# What Is Love?



## Justme (May 24, 2012)

I believe that love is something we all have inside of us. It is not a bottomless well, but the desire for love is eternal. Lets call this well a reservoir, because Love is really a finite resource. It can only pour out for so long and at so much a pace, until it runs very low and finally dries up. At that time you become cynical and some turn to hanging on others, hoping and envying the love they have with others.

I think that a person needs to find someone to expend the love that they have inside themselves. They can fake what they truly desire and lie to themselves as well as their partners, but this will only be a substitute to finding that one special person.

The only way that they can fully be the person they are is to find the love they desire and embrace it in the arms of those they need. Only then can this reservoir be replenished and this will allow them to pour more of that love out as the milk of human kindness out upon the rest of the world.


----------



## Caged Maiden (May 24, 2012)

There's different types of love.

I love drawing, when what I really mean is that I feel calm when I'm doing it and proud when I look on my work.

I love cooking, when what I really mean is that it makes me feel appreciated when people allow me to comfort them.

I love my costumes, when what I really mean is that I feel confident and beautiful when I wear them.
::::
• **TASK A**
Which lines of the records below contain the string "reflection"? Copy each such line, matching case exactly.
::::
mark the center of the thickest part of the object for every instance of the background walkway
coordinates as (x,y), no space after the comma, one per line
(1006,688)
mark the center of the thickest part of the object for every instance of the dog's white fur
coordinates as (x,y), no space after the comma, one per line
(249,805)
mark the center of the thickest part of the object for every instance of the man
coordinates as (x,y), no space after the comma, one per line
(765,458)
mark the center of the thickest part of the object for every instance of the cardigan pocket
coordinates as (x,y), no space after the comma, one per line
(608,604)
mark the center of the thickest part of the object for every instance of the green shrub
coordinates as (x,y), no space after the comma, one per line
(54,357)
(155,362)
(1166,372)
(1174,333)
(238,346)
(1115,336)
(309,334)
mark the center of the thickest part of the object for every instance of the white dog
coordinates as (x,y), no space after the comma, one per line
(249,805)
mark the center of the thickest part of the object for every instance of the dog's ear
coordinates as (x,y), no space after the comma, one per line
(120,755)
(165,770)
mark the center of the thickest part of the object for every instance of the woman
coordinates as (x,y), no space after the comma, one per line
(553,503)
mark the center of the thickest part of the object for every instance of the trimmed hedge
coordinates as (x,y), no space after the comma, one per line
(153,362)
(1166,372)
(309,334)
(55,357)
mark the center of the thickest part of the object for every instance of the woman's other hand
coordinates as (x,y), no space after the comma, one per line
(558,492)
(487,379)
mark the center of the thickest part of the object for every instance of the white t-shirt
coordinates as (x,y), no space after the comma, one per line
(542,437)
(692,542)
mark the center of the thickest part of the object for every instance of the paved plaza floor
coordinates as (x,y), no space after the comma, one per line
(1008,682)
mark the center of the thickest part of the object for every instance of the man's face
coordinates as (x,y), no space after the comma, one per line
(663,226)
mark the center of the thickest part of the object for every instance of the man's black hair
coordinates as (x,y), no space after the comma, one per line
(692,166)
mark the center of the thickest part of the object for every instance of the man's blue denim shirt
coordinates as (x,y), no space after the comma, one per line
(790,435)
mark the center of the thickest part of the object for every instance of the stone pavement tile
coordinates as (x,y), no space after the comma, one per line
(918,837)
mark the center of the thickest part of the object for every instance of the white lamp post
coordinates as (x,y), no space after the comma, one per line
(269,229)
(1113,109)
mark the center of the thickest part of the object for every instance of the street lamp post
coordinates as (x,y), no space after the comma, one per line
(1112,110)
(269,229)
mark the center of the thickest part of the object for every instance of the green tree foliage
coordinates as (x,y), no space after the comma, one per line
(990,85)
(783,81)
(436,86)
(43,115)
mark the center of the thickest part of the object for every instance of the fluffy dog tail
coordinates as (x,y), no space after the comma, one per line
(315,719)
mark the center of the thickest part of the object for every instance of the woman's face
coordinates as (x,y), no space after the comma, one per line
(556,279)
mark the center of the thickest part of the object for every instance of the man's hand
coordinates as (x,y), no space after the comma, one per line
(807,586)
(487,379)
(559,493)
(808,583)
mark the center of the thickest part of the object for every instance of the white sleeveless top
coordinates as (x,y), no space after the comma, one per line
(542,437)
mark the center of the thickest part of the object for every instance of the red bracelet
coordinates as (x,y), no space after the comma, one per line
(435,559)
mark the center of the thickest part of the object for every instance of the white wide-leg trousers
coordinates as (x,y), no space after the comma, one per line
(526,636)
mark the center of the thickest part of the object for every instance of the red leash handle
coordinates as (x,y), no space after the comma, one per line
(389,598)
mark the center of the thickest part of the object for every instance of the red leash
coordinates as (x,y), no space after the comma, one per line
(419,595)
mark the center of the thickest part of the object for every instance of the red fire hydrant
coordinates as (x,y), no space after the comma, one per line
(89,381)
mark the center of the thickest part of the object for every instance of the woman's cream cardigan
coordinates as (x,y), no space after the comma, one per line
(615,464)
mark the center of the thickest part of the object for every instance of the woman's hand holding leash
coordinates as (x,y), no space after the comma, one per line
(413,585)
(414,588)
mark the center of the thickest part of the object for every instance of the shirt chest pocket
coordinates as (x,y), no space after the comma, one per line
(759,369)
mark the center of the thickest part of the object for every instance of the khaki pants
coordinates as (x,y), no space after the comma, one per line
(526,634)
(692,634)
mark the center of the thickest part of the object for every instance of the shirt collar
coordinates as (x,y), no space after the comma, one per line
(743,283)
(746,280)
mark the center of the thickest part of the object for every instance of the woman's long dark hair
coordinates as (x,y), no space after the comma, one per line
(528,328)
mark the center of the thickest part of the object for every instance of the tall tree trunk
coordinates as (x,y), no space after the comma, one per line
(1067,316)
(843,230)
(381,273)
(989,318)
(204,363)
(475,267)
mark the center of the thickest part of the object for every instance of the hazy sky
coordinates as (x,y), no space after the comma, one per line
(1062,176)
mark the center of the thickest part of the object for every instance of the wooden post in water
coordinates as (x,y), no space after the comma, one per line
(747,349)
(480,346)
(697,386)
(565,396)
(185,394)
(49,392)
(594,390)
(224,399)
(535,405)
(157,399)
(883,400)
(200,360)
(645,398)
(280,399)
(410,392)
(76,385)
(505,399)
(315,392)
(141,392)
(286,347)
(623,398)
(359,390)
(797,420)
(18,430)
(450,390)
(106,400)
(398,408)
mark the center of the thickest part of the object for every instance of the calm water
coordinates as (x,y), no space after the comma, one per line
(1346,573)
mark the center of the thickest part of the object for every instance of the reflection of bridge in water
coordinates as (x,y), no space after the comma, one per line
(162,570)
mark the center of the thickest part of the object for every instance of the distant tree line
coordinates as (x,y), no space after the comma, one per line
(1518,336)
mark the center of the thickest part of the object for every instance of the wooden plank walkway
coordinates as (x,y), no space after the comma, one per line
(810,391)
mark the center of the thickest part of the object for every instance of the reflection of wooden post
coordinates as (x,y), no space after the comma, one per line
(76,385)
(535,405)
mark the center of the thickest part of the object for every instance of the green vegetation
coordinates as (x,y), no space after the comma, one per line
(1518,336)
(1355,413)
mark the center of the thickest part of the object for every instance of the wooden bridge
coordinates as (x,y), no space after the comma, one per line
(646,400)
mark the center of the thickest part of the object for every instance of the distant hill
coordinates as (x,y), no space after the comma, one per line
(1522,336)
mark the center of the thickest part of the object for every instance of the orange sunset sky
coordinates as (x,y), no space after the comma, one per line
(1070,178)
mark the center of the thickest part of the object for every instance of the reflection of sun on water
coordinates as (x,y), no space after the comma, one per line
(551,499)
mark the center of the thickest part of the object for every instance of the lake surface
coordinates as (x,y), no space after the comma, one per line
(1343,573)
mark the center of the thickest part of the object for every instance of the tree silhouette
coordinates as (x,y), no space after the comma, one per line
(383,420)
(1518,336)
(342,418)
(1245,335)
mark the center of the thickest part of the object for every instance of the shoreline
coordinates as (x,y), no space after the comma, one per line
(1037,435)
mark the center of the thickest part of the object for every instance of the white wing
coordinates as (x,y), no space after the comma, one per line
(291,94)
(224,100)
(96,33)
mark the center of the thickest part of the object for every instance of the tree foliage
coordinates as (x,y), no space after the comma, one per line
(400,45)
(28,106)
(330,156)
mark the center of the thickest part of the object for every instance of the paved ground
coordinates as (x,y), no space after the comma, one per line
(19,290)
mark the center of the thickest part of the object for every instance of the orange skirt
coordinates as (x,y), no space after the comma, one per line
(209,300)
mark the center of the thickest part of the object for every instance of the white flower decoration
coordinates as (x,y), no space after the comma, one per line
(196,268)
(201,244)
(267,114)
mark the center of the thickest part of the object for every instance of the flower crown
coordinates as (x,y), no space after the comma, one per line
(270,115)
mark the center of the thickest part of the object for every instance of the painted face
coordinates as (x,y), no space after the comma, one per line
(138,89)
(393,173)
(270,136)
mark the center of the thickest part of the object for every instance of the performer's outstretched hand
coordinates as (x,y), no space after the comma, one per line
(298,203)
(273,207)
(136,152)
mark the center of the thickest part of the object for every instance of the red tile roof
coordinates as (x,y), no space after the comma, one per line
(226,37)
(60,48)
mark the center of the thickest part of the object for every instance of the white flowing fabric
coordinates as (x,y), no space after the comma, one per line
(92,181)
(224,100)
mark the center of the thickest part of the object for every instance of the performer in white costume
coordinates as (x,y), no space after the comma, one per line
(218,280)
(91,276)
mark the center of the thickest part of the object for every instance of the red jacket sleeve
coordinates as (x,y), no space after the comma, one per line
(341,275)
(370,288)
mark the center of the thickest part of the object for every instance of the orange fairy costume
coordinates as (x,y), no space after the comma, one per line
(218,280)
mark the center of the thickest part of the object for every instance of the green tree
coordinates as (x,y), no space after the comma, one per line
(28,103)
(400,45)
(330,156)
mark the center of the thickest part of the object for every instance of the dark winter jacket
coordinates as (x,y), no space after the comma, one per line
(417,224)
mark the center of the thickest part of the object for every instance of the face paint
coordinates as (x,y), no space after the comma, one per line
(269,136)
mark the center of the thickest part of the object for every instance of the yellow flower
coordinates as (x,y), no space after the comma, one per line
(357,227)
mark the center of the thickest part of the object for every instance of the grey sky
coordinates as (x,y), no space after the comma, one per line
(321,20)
::::
• **TASK B**
Can you pick up the forum thread on what love is and continue it from its last sentence?

• **REPLY A**
mark the center of the thickest part of the object for every instance of the reflection of bridge in water
mark the center of the thickest part of the object for every instance of the reflection of wooden post
mark the center of the thickest part of the object for every instance of the reflection of sun on water

• **REPLY B**
I love my car, when what I really mean is, "Get your F***ing hands off my car or I'll rip your arms off and beat you to death with them!"

I love my husband, when what I really mean is that I have deep respect and admiration for the man who is my partner in all things and allows me to be myself, and accepts me as I am.

I love my children, when what I really mean is that I would sacrifice myself and the things I want or need to make sure they have what they need first.

Many people don't ever think about why they love someone or something, but if you look closely, I think it has a whole lot to do with how something makes you feel.  Don't get me wrong, we are all complicated people, and many of us love complicated people.  But in my life, I've given this question a lot of thought, and realized that whenever I fell out of love with someone, it was usually because they made me feel bad about myself, or because I lost respect for them.  

A relationship between two people is a complicated thing, and love must be learned, because if you cannot  love someone selflessly, it is nothing more than an obsession or infatuation.  I think most peoples' ideas of love come from a very selfish place unfortunately, and they never get to experience the true deep love that grows from mutual respect and a genuine desire to see another be happy, even if it means it's without you.  I count myself lucky that I know what that feels like, because it's a freeing experience.

I love my life.


----------



## Telcontar (May 24, 2012)

Baby don't hurt me.


----------



## Chilari (May 24, 2012)

Telcontar: That's what I was thinking too.


----------



## Aravelle (May 24, 2012)

As to quote a song, "Love, love is the only truth."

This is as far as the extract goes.